Transcribe sin cambios el fragmento del texto sobre los campamentos que va de "Asimismo, la cantidad" a "en un 128%.", ambos incluidos.

__TEXTO PARA REVISAR__
((

Escribe: Francisco Huenchumilla Jaramillo, senador.
La actualidad nacional, la mayor parte del tiempo, constituye una vorágine de hechos, discusiones y acontecimientos que se suceden, uno tras otro y sin parar, hasta consumir nuestro día a día. Puntos más, puntos menos, se discuten temas que son relevantes para el devenir político y económico de la nación: por ejemplo, en los últimos días y semanas, han estado en el tapete de la discusión materias tan relevantes como un nuevo Royalty minero, o la inminente postergación del proceso eleccionario, que hasta hace poco, iba a tener lugar en abril.
Junto con reconocer la atención que merecen estas discusiones en la construcción de un futuro con perspectivas, no podemos tampoco restar urgencia a las necesidades más inmediatas y apremiantes de la gente. La buena política, por naturaleza, siempre tendrá una doble misión: cimentar el futuro, pero también salvaguardar el presente, sobre todo de cara a quienes más lo necesitan.
Así, una de las deudas más graves del injusto y desigual modelo de desarrollo que hemos construido, es la cantidad de personas y familias que habitan en campamentos, viéndose privadas de las más elementales condiciones de dignidad humana. En el último tiempo, las estadísticas sólo empeoran: datos entregados por Techo-Chile y la Fundación Vivienda dan cuenta que más de 81 mil grupos familiares habitan los 969 campamentos existentes en Chile. Desde octubre de 2019, las familias viviendo en campamentos han aumentado en un 74%.
Asimismo, la cantidad de campamentos en el país ha aumentado un 20%, para el mismo periodo. ¿Los motivos? Entre otros, las crisis de las economías familiares, a partir del estallido social, lo que ha empeorado más aún dada la pandemia del Coronavirus. La situación en la Región de La Araucanía, que represento en el Senado, dista de ser más auspiciosa: para nuestra zona, el mismo estudio cifró que la cantidad de familias viviendo en campamentos aumentó en un impresentable 315,4%. El número de estos asentamientos, por su parte, aumentó en un 128%.
Pero el mayor problema, sin duda, es que las cifras deshumanizan las realidades. Vivir en estos asentamientos expone a miles de personas, de todas las edades, a condiciones de indignidad. Ocupan viviendas precarias, están a merced del frío y la lluvia en el invierno –que ya se acerca–, y carecen de los servicios básicos más elementales. Entre ellos está el agua, elemento vital para la prevención de enfermedades, y para mantener las condiciones de higiene que la prevención del Covid-19 nos exige a todos.
Si en lugar de sólo cifras, la opinión pública conociera más a fondo estas condiciones de vida inhumanas, seguramente el sentido de urgencia para enfrentar este drama social y humano, sería distinto.

))

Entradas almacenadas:
((

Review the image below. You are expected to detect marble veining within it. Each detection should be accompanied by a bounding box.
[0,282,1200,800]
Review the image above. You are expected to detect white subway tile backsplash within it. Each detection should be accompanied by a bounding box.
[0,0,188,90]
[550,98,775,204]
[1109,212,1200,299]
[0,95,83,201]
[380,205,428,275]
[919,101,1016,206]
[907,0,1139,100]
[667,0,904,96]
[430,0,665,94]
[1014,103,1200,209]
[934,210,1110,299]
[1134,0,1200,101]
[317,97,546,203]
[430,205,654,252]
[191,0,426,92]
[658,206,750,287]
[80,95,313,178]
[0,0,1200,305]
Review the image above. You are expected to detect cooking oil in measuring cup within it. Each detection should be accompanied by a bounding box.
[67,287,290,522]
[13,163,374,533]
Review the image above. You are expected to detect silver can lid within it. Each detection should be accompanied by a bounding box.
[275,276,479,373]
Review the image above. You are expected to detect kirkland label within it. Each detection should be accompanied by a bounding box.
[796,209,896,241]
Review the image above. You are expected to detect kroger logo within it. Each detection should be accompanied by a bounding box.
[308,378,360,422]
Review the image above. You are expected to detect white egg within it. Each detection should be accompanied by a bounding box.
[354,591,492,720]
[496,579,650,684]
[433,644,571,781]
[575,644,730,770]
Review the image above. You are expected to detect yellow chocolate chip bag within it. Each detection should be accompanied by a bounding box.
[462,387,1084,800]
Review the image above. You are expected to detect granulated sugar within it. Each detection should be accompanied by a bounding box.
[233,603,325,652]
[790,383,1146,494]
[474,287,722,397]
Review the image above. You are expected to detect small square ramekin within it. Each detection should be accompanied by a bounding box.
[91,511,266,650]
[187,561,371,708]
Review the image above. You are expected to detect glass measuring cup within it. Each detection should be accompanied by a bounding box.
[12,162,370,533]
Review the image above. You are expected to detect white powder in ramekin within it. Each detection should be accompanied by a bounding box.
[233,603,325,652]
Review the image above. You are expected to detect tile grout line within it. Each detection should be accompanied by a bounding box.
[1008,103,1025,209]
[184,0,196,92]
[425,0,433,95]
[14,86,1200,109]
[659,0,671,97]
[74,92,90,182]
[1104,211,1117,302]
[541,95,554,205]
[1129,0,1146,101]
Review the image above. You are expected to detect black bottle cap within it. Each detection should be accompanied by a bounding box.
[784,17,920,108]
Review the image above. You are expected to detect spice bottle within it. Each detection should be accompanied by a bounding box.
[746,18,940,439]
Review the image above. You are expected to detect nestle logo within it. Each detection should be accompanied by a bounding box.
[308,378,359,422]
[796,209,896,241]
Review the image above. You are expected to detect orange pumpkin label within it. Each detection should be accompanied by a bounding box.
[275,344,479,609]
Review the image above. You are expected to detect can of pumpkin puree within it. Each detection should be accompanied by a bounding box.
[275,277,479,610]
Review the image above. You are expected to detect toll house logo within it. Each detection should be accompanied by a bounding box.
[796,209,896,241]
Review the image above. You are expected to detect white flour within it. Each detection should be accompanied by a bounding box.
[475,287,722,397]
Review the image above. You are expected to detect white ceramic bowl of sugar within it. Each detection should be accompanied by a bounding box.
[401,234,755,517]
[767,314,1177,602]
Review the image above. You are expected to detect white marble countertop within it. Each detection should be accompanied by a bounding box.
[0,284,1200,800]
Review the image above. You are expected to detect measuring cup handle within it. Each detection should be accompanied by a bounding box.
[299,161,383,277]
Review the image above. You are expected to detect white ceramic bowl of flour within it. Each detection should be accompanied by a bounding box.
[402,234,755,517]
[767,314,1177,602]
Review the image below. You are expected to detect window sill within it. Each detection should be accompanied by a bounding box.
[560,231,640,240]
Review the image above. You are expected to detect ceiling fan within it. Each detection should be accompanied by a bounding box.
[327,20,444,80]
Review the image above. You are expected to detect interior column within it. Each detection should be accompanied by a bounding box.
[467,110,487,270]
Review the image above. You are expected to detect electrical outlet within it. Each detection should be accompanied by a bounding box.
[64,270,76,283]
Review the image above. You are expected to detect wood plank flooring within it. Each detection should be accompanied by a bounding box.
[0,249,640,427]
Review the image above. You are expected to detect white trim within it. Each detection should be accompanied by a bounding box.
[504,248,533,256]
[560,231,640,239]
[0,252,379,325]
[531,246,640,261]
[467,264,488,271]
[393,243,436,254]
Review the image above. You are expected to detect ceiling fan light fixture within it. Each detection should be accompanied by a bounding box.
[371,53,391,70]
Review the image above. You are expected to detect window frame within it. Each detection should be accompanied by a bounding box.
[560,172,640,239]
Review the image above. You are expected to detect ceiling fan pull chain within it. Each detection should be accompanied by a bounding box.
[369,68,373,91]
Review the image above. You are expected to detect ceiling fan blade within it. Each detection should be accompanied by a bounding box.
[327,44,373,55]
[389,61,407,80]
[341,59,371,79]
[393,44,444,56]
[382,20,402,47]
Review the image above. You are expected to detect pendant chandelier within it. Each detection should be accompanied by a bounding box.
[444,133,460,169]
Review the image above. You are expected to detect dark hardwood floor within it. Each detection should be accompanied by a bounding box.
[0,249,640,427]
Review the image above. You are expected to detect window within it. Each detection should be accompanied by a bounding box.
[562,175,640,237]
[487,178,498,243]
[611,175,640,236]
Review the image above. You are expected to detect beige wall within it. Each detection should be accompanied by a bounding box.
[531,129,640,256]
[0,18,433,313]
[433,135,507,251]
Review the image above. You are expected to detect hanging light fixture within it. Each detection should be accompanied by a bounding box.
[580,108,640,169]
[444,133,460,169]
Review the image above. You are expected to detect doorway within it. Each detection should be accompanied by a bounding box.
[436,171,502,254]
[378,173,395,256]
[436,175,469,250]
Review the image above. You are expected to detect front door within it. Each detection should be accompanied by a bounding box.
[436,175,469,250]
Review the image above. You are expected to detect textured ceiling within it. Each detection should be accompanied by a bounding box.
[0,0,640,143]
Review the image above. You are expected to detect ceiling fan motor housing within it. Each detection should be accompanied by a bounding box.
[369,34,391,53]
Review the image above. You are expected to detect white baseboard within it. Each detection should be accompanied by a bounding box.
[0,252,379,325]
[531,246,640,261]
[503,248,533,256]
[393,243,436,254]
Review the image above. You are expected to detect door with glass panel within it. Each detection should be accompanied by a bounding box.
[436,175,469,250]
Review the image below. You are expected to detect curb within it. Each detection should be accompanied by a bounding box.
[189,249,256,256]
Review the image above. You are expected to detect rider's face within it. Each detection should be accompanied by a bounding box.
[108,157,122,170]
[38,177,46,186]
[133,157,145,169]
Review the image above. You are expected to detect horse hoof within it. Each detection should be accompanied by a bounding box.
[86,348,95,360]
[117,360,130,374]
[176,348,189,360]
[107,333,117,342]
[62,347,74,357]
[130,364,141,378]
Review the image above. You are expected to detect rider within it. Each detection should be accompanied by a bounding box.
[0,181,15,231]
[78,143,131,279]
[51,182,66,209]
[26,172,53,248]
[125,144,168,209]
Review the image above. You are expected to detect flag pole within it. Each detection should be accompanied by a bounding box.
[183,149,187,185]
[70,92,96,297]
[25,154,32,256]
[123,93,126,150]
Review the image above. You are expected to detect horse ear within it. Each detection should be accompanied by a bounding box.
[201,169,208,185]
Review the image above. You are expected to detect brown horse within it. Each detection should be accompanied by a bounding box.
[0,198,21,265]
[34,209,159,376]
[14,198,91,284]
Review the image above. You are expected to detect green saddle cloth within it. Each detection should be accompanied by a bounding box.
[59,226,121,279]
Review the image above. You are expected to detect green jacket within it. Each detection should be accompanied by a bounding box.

))

__RESPUESTA DEL EJERCICIO__
Asimismo, la cantidad de campamentos en el país ha aumentado un 20%, para el mismo periodo. ¿Los motivos? Entre otros, las crisis de las economías familiares, a partir del estallido social, lo que ha empeorado más aún dada la pandemia del Coronavirus. La situación en la Región de La Araucanía, que represento en el Senado, dista de ser más auspiciosa: para nuestra zona, el mismo estudio cifró que la cantidad de familias viviendo en campamentos aumentó en un impresentable 315,4%. El número de estos asentamientos, por su parte, aumentó en un 128%.